§ THE REQUEST
Identify every line in the listing below that contains the string "handbag", and copy each of those lines.

===== GIVEN RECORDS

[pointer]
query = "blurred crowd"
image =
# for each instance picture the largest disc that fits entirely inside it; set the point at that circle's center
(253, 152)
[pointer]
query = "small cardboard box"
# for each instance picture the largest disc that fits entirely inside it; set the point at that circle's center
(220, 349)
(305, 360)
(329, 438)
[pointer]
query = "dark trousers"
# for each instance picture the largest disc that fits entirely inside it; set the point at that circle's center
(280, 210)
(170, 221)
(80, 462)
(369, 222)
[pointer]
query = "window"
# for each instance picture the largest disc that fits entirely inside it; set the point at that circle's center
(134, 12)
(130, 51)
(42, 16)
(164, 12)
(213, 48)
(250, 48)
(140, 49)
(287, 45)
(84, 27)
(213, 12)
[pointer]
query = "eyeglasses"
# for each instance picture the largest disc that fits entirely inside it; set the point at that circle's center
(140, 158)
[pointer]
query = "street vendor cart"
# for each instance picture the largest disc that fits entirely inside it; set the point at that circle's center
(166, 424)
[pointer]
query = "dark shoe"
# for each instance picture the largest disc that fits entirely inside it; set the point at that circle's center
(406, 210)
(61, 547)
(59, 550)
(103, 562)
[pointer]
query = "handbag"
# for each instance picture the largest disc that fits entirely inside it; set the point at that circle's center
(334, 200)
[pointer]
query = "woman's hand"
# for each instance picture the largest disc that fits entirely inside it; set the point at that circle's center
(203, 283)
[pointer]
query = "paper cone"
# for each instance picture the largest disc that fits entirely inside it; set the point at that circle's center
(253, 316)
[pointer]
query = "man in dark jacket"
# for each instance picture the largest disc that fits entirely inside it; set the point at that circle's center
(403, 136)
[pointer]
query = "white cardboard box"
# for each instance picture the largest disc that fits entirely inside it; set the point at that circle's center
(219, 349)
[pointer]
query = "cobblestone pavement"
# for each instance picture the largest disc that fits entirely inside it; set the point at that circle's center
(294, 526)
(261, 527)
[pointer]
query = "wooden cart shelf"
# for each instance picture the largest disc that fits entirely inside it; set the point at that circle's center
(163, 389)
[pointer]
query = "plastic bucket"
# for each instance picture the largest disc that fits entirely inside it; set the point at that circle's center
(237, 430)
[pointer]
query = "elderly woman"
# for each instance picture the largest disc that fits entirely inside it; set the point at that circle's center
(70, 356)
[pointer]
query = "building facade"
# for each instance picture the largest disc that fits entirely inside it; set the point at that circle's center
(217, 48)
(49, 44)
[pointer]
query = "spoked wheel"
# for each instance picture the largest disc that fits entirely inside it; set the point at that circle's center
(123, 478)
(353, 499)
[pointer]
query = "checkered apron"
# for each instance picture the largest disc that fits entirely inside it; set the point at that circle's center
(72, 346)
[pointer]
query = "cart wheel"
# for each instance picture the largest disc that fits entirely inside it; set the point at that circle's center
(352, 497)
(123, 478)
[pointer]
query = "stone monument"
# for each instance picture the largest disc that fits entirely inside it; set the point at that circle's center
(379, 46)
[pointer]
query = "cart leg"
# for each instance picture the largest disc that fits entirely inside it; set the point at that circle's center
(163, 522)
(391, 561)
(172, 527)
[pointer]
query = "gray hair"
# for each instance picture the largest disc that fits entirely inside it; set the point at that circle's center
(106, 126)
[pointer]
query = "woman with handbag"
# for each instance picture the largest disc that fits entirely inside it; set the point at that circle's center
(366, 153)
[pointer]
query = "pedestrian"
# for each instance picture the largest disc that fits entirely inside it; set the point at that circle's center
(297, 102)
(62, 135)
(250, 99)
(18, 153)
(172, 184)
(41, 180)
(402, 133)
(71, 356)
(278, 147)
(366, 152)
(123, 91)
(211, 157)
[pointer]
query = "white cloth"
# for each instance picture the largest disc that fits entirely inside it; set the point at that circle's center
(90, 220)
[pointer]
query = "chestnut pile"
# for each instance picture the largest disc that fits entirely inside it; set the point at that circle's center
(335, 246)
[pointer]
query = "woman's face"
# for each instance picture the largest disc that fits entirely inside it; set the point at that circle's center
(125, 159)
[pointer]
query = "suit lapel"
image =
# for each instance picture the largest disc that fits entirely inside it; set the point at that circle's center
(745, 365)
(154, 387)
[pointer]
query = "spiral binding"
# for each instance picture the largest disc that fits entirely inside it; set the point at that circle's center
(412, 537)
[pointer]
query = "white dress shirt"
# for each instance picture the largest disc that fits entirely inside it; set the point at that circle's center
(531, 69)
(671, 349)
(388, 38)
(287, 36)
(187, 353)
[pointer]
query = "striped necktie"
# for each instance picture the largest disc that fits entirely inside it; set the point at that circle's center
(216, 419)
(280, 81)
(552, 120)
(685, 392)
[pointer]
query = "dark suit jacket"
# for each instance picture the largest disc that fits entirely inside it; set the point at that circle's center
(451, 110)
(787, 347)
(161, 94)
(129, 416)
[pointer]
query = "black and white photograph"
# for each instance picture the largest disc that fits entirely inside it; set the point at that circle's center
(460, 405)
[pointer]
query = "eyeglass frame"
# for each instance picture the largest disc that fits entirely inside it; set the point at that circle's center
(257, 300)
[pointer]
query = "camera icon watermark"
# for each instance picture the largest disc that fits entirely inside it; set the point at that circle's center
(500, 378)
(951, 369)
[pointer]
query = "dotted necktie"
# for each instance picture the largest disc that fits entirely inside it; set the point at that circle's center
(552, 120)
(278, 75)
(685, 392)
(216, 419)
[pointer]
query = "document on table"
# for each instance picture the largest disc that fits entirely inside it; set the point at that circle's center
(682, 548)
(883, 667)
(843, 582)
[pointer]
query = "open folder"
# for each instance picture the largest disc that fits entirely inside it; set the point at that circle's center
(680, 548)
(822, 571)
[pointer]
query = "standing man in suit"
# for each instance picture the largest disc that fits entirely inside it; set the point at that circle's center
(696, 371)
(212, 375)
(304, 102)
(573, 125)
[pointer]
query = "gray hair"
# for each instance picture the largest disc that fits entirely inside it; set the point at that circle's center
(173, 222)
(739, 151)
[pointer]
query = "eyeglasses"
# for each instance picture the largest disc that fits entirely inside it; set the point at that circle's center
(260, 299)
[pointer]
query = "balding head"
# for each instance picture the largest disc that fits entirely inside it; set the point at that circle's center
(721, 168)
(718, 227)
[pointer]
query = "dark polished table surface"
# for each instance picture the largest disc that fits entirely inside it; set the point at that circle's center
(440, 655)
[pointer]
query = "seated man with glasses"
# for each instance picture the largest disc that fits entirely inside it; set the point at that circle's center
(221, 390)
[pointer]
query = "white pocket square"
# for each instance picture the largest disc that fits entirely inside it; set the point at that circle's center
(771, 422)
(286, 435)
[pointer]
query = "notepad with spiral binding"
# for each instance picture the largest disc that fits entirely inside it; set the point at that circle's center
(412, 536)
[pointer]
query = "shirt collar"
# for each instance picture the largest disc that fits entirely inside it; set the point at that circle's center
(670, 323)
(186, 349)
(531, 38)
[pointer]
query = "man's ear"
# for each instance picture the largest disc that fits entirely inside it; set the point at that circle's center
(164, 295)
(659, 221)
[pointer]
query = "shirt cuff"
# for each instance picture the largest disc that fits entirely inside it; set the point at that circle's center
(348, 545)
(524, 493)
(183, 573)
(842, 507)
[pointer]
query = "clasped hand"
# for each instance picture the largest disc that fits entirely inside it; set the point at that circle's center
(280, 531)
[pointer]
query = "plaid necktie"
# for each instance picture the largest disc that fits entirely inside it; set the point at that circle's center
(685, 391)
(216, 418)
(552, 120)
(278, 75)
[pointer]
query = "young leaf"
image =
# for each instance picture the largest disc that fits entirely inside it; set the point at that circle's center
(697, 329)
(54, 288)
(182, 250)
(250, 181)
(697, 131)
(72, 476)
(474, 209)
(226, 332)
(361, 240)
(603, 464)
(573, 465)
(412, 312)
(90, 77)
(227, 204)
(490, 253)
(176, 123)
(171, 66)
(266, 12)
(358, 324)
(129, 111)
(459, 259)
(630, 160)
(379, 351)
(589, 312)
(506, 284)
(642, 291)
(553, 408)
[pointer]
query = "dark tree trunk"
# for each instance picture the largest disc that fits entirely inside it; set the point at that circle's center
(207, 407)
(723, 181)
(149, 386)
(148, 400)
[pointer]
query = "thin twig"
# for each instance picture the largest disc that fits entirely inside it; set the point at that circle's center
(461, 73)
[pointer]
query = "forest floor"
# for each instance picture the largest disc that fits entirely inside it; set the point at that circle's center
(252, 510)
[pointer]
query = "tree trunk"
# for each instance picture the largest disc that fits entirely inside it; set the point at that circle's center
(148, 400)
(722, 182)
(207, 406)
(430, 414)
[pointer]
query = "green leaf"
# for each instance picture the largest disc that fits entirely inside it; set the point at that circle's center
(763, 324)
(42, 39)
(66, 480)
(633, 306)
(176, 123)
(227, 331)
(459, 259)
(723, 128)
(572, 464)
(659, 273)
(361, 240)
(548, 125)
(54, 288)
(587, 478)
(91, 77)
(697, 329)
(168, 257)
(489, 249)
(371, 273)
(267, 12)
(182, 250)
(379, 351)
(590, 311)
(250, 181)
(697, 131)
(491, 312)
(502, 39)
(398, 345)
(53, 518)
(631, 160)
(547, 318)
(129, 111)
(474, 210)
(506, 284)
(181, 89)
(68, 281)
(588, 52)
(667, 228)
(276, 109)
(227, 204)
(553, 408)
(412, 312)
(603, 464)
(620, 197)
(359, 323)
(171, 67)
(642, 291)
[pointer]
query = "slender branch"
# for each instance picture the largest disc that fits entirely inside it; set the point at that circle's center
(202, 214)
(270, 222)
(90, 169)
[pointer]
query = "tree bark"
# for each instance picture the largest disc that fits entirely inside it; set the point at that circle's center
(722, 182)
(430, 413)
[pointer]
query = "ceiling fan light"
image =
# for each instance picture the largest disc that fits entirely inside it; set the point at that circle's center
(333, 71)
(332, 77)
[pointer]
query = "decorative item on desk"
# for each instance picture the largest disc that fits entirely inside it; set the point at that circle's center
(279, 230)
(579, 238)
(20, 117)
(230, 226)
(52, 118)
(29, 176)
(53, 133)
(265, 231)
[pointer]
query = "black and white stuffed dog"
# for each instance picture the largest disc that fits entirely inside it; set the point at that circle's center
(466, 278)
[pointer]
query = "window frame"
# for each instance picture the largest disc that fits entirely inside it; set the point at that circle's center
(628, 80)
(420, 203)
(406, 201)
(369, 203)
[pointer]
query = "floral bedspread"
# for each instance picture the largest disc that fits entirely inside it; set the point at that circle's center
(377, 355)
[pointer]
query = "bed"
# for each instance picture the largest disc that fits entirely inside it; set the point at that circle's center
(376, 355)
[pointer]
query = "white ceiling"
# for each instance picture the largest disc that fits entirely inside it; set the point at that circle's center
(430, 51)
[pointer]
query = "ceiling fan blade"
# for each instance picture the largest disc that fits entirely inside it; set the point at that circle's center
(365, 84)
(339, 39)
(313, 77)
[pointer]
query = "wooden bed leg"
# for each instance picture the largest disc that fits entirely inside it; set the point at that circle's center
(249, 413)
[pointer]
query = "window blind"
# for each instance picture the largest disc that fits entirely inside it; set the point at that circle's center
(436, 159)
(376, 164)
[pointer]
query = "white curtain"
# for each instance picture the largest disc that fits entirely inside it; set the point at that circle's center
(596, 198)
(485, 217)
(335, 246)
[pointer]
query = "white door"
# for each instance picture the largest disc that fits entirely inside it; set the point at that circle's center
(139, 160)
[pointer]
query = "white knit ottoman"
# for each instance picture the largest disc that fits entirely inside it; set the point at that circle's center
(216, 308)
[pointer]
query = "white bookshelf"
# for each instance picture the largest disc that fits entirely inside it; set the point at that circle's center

==========

§ RESULT FOR THIS EXERCISE
query = "handbag"
query = "woman with handbag"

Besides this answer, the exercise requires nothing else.